━━ DATA
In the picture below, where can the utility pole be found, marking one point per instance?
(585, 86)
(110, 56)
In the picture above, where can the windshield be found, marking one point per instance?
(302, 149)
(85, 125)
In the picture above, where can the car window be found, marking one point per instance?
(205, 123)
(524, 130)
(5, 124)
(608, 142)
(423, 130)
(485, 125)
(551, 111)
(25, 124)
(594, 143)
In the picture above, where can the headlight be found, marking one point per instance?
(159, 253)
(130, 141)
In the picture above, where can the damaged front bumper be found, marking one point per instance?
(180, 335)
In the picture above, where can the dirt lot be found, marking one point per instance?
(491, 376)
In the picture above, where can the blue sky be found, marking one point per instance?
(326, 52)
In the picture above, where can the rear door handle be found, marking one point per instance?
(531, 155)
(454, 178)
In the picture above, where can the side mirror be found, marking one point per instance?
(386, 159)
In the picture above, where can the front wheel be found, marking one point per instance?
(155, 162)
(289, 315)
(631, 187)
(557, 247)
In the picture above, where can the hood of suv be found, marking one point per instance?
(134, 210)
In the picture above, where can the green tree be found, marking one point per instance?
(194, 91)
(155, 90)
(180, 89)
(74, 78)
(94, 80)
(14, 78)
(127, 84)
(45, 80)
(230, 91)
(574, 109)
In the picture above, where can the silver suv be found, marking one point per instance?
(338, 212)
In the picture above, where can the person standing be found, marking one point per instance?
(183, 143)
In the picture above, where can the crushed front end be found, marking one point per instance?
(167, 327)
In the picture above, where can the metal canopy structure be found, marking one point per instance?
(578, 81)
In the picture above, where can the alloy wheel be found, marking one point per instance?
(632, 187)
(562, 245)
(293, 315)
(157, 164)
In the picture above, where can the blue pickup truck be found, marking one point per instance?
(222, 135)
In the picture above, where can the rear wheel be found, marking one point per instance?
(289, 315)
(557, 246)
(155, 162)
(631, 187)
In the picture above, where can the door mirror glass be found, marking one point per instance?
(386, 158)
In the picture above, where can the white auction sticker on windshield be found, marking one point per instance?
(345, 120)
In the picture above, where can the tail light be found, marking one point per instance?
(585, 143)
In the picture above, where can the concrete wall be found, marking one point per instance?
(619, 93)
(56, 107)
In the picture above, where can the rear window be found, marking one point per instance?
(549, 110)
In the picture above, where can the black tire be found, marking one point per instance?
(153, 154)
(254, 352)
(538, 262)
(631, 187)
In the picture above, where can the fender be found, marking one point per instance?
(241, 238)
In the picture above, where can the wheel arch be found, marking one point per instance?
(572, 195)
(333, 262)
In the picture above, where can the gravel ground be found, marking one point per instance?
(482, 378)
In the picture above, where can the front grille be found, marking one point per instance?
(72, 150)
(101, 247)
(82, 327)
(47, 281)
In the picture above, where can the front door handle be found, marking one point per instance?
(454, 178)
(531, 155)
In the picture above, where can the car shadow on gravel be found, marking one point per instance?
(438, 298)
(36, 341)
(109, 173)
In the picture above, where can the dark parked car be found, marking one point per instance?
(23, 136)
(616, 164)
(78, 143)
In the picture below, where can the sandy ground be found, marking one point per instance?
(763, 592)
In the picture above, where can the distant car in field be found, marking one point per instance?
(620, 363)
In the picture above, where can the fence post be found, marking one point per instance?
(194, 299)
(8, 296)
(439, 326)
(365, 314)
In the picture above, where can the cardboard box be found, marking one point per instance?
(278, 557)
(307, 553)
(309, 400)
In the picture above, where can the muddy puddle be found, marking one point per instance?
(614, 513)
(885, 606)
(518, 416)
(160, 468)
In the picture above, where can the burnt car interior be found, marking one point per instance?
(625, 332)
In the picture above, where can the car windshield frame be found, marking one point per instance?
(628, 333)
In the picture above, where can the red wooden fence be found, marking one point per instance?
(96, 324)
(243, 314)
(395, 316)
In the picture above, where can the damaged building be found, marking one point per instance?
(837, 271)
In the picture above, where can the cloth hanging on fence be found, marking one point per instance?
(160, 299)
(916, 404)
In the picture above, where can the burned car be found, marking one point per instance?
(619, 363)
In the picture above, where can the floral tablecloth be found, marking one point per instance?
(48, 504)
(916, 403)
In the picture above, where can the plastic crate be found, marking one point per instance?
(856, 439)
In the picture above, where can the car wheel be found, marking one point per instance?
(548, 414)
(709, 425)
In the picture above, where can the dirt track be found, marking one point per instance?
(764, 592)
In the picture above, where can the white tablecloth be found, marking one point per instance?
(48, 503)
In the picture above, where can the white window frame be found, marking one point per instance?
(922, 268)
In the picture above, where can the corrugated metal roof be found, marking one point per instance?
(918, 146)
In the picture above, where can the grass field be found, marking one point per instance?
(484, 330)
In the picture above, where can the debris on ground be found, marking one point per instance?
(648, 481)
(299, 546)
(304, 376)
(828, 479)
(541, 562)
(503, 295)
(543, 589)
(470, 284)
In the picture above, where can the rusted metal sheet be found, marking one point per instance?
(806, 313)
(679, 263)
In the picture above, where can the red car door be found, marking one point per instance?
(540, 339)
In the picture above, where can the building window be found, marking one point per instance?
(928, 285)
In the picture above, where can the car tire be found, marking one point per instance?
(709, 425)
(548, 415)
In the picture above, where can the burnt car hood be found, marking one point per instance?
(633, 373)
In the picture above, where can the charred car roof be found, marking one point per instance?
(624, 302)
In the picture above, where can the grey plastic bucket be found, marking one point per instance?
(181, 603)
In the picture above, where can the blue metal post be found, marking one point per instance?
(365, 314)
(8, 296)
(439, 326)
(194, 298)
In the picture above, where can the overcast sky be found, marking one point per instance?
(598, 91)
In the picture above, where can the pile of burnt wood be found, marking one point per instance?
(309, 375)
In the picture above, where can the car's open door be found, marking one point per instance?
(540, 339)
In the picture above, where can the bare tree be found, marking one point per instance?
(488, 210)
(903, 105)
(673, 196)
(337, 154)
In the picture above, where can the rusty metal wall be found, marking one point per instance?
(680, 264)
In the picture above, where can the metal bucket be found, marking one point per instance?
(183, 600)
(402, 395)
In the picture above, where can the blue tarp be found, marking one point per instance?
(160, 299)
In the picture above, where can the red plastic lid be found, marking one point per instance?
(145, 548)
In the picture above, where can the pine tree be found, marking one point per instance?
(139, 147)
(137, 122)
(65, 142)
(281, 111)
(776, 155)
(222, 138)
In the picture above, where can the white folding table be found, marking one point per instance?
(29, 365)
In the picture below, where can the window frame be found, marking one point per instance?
━━━━
The complete set of entries is to be restated word for word.

In the picture below, where can the utility pole be found, marking one point per instance?
(585, 86)
(110, 56)
In the picture above, where can the windshield be found, marking one point per instance?
(302, 149)
(85, 125)
In the picture above, where can the car window be found, marking one point per instance?
(205, 123)
(524, 130)
(5, 124)
(608, 142)
(423, 130)
(485, 125)
(551, 111)
(25, 124)
(594, 143)
In the picture above, where can the headlight be found, marking one point per instance?
(159, 253)
(130, 141)
In the picture above, where can the damaged front bumper be found, marking one point per instance?
(180, 335)
In the picture above, where can the dirt lot be found, marking one point per instance?
(491, 376)
In the picture above, where can the blue sky be found, marking one point per instance?
(326, 52)
In the picture above, where can the rear door handle be found, marking one point per instance?
(531, 155)
(454, 178)
In the picture above, where can the side mirror be found, marking one point per instance?
(386, 159)
In the picture above, where can the front wheel be found, marking one point per instance?
(155, 162)
(289, 315)
(631, 187)
(557, 247)
In the picture above, where can the hood of suv be found, marking one point per instance?
(134, 210)
In the picture above, where can the green tree be found, marking one point per instance?
(194, 91)
(155, 90)
(180, 89)
(74, 78)
(94, 80)
(14, 78)
(127, 84)
(45, 80)
(230, 91)
(574, 109)
In the picture above, where can the silver suv be found, marking one point per instance?
(338, 212)
In the picture above, where can the person standing be found, marking one point per instance?
(183, 143)
In the picture above, where can the crushed front end be found, marking one point per instance?
(167, 327)
In the picture above, where can the metal canopy structure be found, marking one point per instance?
(578, 81)
In the picture above, where can the alloy wheel be found, marking one point per instance?
(632, 187)
(562, 245)
(293, 315)
(157, 164)
In the picture above, where can the blue pickup truck be found, marking one point per instance?
(222, 135)
In the picture above, where can the rear wheel be found, marking one point per instance?
(289, 315)
(557, 246)
(155, 162)
(631, 187)
In the picture above, where can the door mirror glass be found, marking one point per instance?
(386, 158)
In the picture above, where can the white auction sticker on windshield be found, marking one point per instance?
(345, 120)
In the picture above, where can the tail light be found, marking one point per instance?
(585, 143)
In the picture above, where can the concrete wall be found, marking one point per instance?
(619, 93)
(56, 107)
In the picture above, where can the rear window be found, marking one point per instance?
(549, 110)
In the picture above, where can the black tire be found, marking one point per instance?
(153, 154)
(254, 352)
(538, 262)
(631, 187)
In the picture above, where can the fender be found, marking one point per instance?
(241, 238)
In the picture above, where can the wheel arch be found, marking one point per instance?
(572, 195)
(333, 262)
In the picture above, where can the gravel ground be found, marking one point per instance?
(482, 378)
In the picture above, where can the front grille be found, marking one point per instance?
(72, 150)
(101, 247)
(82, 327)
(47, 281)
In the picture above, where can the front door handle be found, marking one point per instance?
(454, 178)
(531, 155)
In the picture above, where can the car shadow on gravel be found, marking one point per instance?
(438, 298)
(36, 341)
(109, 173)
In the picture above, where can the dark parked car be found, marking one point per instance?
(23, 136)
(616, 164)
(78, 143)
In the picture below, where can the sandy ground be found, marking one point per instance?
(763, 592)
In the picture above, where can the distant car in field be found, marking one point per instance?
(620, 363)
In the picture above, where can the fence post be found, marking one point per instance?
(194, 299)
(8, 296)
(439, 326)
(365, 314)
In the picture above, where can the cardboard box be found, marking one point per instance?
(278, 557)
(307, 553)
(309, 400)
In the picture above, where can the muddy puddle be found, marking one point per instance?
(614, 513)
(885, 606)
(518, 416)
(160, 468)
In the picture above, where can the burnt car interior be found, marking one point per instance?
(625, 332)
In the picture above, where can the car windshield frame be found, marking one point per instance?
(628, 333)
In the picture above, where can the red wooden fence be found, marking one point per instance?
(96, 324)
(243, 314)
(395, 316)
In the picture above, where can the damaged building be found, marking one point per instance?
(837, 271)
In the picture above, where can the cloth hanging on fence be found, marking one point per instance?
(160, 299)
(916, 404)
In the picture above, where can the burned car be found, marking one point per instance?
(619, 363)
In the picture above, where can the floral tablecloth be found, marking one point per instance?
(48, 504)
(916, 403)
In the picture above, where can the plastic crate be found, marking one point per instance?
(856, 439)
In the picture above, where can the car wheel be found, marking one point per instance?
(548, 414)
(709, 425)
In the picture above, where can the dirt track be found, marking one point per instance?
(764, 592)
In the picture above, where can the white tablecloth be found, marking one point per instance?
(48, 503)
In the picture above, where can the white window frame be found, marking one point per instance?
(922, 268)
In the picture above, where can the corrugated metal roof be found, marking one point per instance?
(918, 146)
In the picture above, where can the grass field be found, marking one point per instance?
(484, 330)
In the picture above, where can the debris on ground be found, marking one point per instance?
(648, 481)
(299, 546)
(304, 376)
(828, 479)
(541, 562)
(503, 295)
(543, 589)
(470, 284)
In the picture above, where can the rusted metal sheet be found, marking one point per instance?
(806, 313)
(679, 263)
In the picture above, where can the red car door be found, marking one point per instance?
(540, 339)
In the picture above, where can the building window be found, marking one point per instance?
(928, 285)
In the picture above, where can the car tire be found, marking one point per instance?
(709, 425)
(548, 415)
In the picture above, where can the burnt car hood be found, marking one point per instance?
(633, 373)
In the picture above, where can the charred car roof be found, marking one point per instance?
(624, 302)
In the picture above, where can the grey plastic bucket be found, marking one point per instance?
(181, 603)
In the picture above, where can the blue metal post be found, marking one point per instance?
(365, 314)
(8, 296)
(439, 326)
(194, 298)
In the picture above, where can the overcast sky be found, marking one point per instance?
(598, 91)
In the picture above, where can the pile of burnt wood be found, marking one point per instance?
(309, 375)
In the picture above, where can the car's open door be found, marking one point per instance?
(540, 339)
In the picture above, where can the bare tree be found, marking one point per instance?
(488, 210)
(903, 105)
(673, 196)
(337, 154)
In the picture above, where can the rusty metal wall be found, marking one point per instance?
(680, 264)
In the picture above, where can the metal bucket be found, marking one point per instance?
(183, 600)
(402, 395)
In the picture above, where can the blue tarp be found, marking one point per instance?
(160, 299)
In the picture above, where can the red plastic lid be found, marking one point per instance?
(145, 548)
In the picture above, where can the pine tree be found, marking one point per instance?
(139, 147)
(137, 122)
(65, 142)
(281, 111)
(776, 155)
(222, 138)
In the picture above, where can the white folding table be found, marking one point per instance?
(29, 365)
In the picture below, where can the window frame be found, marking one point per instance?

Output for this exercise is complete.